• YOUR OBJECTIVE: Gather every line of the data below that contains the string "cinnamon", treating uppercase and lowercase letters as distinct.

-- start EXERCISE MATERIAL --

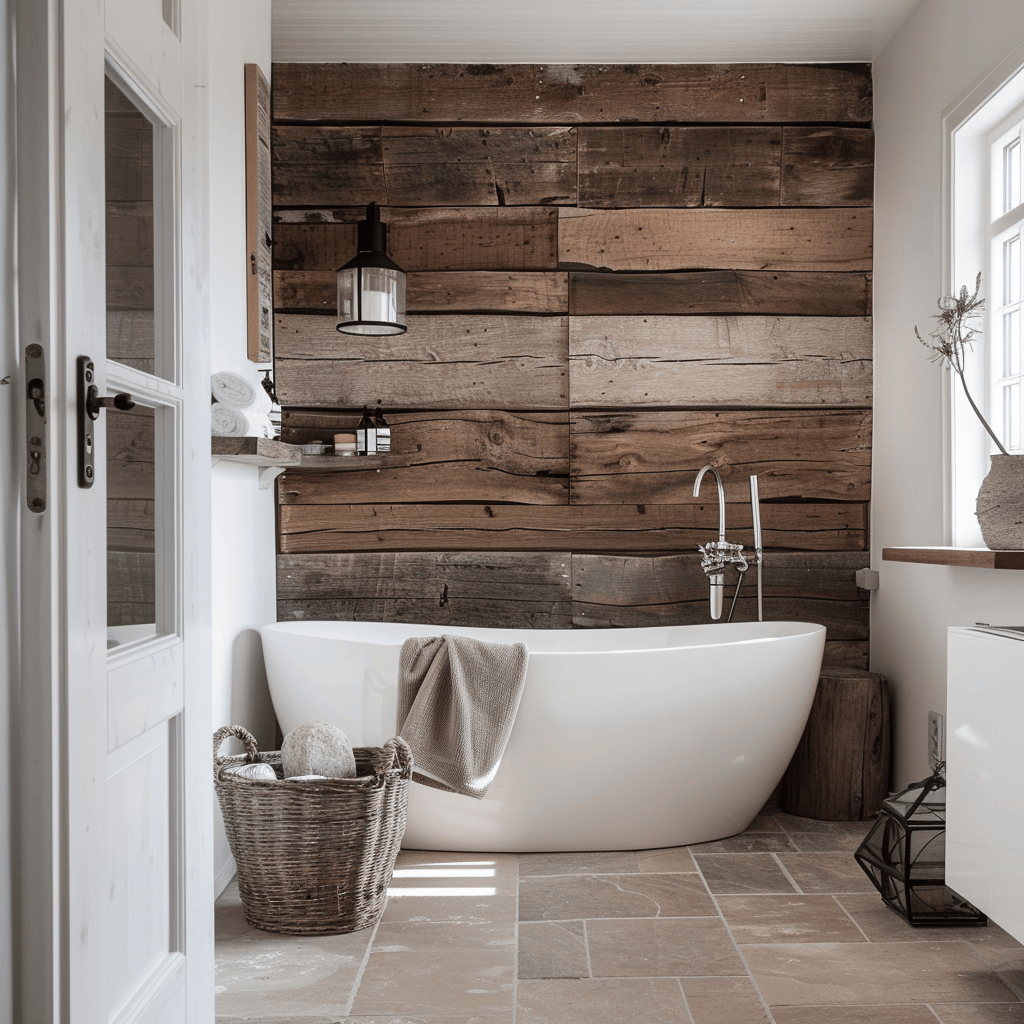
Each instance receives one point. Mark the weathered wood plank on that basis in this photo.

-- end EXERCISE MATERIAL --
-- start EXERCISE MATERIAL --

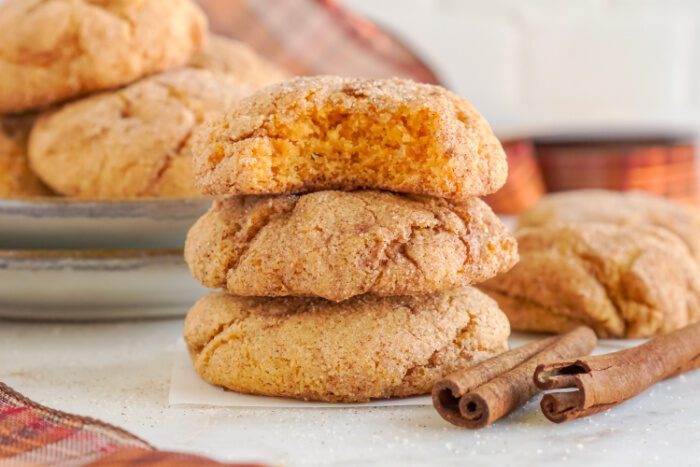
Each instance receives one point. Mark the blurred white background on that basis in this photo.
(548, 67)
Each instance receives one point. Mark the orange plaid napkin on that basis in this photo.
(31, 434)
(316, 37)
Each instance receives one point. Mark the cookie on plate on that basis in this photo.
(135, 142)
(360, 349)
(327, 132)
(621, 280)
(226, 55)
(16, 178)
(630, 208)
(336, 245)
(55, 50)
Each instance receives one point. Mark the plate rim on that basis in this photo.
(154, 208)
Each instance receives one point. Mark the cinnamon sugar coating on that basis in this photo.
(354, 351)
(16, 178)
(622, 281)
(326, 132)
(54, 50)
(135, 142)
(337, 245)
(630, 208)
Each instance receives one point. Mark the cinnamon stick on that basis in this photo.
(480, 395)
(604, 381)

-- end EXERCISE MATERIAL --
-- start EXERCISE MATERIAL --

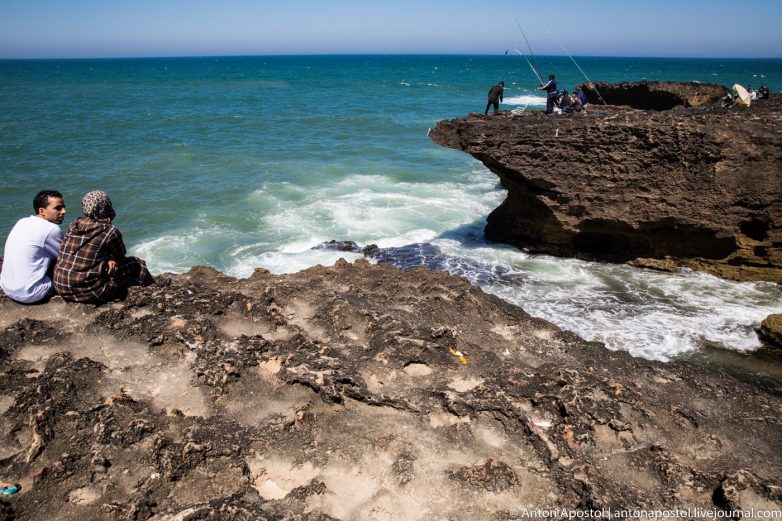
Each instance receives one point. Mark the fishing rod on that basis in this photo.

-- end EXERCISE MATERIAL --

• REPLY TO THE EXERCISE:
Each instance receives one point. Mark the cinnamon sugar coating on that basis in this photo.
Each instance receives one point. Mark the cinnamon stick on that basis in this photo.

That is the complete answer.